[Stored data]
+ + +

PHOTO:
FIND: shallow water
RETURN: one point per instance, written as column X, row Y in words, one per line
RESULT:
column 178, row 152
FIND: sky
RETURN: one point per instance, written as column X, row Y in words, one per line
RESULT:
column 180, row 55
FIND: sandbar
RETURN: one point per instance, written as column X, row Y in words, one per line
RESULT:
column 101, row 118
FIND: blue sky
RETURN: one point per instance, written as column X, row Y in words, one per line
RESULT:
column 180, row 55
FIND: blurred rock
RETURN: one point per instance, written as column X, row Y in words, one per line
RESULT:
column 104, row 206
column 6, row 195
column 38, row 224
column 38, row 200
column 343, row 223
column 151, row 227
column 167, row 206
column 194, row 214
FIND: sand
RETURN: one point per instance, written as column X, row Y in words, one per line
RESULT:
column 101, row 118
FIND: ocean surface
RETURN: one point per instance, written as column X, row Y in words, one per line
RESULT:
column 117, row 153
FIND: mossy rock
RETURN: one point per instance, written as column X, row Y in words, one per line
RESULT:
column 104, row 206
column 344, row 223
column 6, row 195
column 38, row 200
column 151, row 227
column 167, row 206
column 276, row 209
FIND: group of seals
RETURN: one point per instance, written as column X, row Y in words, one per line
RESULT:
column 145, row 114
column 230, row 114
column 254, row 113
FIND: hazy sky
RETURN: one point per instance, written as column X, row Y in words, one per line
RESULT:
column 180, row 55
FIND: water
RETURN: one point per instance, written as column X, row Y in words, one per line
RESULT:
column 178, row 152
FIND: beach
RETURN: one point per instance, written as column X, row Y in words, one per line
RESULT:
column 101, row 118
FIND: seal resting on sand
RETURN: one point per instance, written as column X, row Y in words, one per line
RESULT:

+ + +

■ TASK DETAILS ■
Please output only the lines from the one holding "FIND: beach" to the end of the records, first and last included, exactly as they appear.

■ RESPONSE TO THE EXERCISE ■
FIND: beach
RETURN: one point per instance, written as column X, row Y in words, one per line
RESULT:
column 101, row 118
FIND: seal resting on sand
RETURN: one point per instance, written as column X, row Y in words, one per line
RESULT:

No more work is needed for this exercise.